Reproduce the entries shown below only from the line with "bbox: gray hair" down to the line with "bbox: green high-visibility vest", keeping both end lines and copying each one exactly.

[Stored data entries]
---*---
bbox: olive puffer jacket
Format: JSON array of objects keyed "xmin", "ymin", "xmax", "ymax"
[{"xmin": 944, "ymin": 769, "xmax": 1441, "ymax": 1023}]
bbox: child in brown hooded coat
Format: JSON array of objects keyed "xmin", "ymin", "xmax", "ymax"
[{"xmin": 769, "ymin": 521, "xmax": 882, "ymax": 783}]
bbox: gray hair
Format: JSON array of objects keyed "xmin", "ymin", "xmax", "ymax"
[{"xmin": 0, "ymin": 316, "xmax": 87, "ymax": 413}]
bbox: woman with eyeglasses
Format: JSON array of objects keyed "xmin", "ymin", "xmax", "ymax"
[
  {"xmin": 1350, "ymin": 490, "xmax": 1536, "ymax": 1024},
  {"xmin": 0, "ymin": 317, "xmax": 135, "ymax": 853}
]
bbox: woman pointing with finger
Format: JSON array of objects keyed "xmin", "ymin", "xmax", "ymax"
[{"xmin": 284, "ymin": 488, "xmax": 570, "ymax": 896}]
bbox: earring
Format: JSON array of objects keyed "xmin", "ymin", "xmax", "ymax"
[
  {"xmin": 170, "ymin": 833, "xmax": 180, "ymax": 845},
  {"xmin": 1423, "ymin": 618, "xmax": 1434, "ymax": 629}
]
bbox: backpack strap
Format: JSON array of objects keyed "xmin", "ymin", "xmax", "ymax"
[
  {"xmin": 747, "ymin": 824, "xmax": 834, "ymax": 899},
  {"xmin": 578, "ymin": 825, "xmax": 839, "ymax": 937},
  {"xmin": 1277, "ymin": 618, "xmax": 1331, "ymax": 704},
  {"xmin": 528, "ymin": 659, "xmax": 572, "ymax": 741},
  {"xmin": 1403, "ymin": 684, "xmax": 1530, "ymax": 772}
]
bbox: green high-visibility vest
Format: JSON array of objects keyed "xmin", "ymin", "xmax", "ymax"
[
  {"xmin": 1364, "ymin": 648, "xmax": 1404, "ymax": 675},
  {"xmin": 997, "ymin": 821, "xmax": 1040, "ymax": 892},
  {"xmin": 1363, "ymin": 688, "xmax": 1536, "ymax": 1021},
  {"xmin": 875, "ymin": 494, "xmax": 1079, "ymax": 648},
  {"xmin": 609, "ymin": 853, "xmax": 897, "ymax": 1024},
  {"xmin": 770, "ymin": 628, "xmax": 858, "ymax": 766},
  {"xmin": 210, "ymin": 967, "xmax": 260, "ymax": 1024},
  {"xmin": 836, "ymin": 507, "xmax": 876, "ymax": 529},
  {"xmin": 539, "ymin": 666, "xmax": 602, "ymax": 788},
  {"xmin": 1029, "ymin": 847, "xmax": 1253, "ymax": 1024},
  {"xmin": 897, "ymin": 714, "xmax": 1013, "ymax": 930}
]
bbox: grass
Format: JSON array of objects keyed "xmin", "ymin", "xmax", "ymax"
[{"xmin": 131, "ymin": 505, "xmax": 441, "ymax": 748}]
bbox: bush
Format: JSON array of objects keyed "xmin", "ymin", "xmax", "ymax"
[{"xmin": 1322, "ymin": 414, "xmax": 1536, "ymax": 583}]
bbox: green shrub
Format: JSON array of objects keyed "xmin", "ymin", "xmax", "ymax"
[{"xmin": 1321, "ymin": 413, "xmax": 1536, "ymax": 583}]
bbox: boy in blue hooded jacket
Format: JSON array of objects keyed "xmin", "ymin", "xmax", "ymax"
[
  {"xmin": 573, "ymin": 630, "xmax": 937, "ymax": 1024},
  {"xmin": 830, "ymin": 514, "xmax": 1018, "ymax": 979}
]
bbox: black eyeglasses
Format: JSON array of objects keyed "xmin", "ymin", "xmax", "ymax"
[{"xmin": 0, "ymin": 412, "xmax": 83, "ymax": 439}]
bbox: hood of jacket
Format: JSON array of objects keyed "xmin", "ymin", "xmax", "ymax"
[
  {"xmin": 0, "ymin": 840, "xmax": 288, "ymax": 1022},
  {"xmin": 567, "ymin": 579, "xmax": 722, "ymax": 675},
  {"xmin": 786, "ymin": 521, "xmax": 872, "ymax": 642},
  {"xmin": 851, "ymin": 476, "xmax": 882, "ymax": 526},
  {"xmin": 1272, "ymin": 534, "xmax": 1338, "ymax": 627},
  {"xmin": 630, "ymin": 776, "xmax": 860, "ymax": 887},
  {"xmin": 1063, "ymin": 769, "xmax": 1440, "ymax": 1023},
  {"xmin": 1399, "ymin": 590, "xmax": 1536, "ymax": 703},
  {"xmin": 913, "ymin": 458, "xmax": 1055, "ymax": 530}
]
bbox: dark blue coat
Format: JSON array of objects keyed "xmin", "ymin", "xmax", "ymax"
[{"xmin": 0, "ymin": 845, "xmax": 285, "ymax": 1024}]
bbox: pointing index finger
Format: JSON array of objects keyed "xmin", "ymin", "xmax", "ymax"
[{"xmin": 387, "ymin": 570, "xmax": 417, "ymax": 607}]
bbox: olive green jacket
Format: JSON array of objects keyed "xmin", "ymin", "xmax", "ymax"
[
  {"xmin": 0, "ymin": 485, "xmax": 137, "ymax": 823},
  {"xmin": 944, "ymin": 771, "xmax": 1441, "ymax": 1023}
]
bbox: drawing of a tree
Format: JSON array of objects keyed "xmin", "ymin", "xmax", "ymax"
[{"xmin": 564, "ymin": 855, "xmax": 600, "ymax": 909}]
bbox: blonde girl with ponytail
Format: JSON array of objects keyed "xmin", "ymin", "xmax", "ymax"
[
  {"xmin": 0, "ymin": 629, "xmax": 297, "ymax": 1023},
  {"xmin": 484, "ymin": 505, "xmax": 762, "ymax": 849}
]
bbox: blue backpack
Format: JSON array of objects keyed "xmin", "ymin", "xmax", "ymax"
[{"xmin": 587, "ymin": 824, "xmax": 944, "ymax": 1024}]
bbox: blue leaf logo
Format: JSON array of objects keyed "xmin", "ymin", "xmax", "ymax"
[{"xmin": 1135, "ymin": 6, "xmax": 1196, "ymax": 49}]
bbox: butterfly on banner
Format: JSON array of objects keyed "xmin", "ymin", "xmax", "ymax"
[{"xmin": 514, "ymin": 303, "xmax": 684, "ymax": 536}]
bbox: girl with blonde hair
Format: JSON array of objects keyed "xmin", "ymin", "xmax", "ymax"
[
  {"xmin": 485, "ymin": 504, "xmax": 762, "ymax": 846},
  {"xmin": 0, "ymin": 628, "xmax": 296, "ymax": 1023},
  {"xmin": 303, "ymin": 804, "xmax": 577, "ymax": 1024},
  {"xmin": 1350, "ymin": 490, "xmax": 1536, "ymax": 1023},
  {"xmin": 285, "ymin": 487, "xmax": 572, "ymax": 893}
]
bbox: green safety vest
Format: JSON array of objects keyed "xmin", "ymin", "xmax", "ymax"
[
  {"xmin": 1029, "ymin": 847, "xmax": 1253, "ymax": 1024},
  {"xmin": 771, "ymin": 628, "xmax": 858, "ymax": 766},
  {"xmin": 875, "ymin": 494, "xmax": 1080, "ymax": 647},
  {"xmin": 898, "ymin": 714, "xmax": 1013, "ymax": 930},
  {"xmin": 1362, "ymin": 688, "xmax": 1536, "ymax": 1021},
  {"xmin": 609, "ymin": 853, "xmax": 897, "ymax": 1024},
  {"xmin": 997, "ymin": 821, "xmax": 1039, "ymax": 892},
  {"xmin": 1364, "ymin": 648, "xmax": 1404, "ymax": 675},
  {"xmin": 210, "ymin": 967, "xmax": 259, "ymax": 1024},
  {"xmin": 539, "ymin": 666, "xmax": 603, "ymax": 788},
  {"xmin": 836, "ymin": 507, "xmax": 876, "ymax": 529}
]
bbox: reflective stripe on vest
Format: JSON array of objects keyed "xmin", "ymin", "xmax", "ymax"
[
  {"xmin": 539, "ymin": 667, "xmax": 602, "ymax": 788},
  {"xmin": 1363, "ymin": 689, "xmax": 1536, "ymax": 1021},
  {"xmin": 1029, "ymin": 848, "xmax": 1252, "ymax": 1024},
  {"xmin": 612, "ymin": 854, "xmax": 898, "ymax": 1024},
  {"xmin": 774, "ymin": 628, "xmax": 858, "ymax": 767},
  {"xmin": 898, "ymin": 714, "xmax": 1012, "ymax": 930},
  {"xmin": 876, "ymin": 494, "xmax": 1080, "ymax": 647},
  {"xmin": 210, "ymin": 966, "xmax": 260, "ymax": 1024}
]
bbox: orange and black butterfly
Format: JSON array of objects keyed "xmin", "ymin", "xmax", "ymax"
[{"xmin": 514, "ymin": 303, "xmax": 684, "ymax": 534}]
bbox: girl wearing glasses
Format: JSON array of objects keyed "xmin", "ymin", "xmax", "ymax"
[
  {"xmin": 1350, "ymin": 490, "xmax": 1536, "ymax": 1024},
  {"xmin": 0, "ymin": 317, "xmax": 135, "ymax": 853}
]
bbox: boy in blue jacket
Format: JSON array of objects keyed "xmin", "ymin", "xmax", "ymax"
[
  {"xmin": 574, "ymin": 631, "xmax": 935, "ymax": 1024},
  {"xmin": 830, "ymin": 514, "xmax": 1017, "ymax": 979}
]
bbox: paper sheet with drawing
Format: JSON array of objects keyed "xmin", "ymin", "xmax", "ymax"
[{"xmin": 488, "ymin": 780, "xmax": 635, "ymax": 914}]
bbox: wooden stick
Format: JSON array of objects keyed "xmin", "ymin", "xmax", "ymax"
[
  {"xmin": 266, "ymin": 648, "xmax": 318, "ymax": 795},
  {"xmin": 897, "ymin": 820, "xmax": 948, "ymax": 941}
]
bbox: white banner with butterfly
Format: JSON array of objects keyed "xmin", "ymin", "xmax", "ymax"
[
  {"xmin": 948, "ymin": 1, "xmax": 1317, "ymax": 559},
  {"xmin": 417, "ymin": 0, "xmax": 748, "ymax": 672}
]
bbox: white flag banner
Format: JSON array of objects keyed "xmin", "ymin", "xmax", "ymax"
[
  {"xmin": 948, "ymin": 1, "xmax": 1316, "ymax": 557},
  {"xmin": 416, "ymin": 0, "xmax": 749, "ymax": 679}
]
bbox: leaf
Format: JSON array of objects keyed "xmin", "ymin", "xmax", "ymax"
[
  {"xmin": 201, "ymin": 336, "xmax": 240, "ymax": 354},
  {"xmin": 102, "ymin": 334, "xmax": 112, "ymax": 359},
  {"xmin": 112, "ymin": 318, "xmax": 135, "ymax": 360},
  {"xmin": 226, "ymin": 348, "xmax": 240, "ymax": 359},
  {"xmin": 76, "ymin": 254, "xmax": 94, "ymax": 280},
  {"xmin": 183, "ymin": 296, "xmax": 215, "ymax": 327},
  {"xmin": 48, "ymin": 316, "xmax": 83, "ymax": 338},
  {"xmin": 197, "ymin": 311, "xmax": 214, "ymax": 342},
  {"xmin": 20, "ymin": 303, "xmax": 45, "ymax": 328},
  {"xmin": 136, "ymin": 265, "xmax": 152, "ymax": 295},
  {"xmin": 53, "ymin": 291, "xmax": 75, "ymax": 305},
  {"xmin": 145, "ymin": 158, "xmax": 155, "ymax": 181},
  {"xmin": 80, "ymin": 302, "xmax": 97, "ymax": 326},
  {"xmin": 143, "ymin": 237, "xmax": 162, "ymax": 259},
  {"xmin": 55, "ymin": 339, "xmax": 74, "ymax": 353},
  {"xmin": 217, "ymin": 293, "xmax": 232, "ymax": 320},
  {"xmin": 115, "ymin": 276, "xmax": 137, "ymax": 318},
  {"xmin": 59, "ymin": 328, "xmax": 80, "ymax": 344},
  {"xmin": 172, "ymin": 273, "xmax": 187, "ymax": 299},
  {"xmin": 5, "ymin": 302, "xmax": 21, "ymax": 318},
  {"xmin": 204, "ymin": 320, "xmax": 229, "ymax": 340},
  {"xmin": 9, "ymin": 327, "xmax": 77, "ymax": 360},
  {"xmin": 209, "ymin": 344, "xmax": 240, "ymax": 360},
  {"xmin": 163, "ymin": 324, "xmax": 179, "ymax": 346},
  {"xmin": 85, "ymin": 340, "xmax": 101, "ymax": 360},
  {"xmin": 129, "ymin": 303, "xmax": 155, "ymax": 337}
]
---*---
● SOLUTION:
bbox: gray hair
Format: JSON array of objects keyed "xmin", "ymin", "xmax", "ymax"
[{"xmin": 0, "ymin": 316, "xmax": 87, "ymax": 413}]
bbox: woman with eyeglasses
Format: JSON array of objects keyed "xmin", "ymin", "xmax", "ymax"
[
  {"xmin": 1350, "ymin": 490, "xmax": 1536, "ymax": 1024},
  {"xmin": 0, "ymin": 317, "xmax": 135, "ymax": 853}
]
bbox: woman pointing with finger
Format: JSON array of objects keyed "xmin", "ymin", "xmax", "ymax"
[{"xmin": 284, "ymin": 488, "xmax": 570, "ymax": 896}]
bbox: earring
Format: JSON array of objects keyed "xmin", "ymin", "xmax", "ymax"
[
  {"xmin": 170, "ymin": 833, "xmax": 180, "ymax": 845},
  {"xmin": 1423, "ymin": 618, "xmax": 1434, "ymax": 629}
]
bbox: backpack strap
Format: JSON array of objects keyed "xmin", "ymin", "xmax", "ymax"
[
  {"xmin": 747, "ymin": 824, "xmax": 834, "ymax": 899},
  {"xmin": 578, "ymin": 825, "xmax": 839, "ymax": 937},
  {"xmin": 1277, "ymin": 618, "xmax": 1331, "ymax": 704},
  {"xmin": 528, "ymin": 659, "xmax": 572, "ymax": 741},
  {"xmin": 1403, "ymin": 684, "xmax": 1530, "ymax": 772}
]
bbox: green high-visibility vest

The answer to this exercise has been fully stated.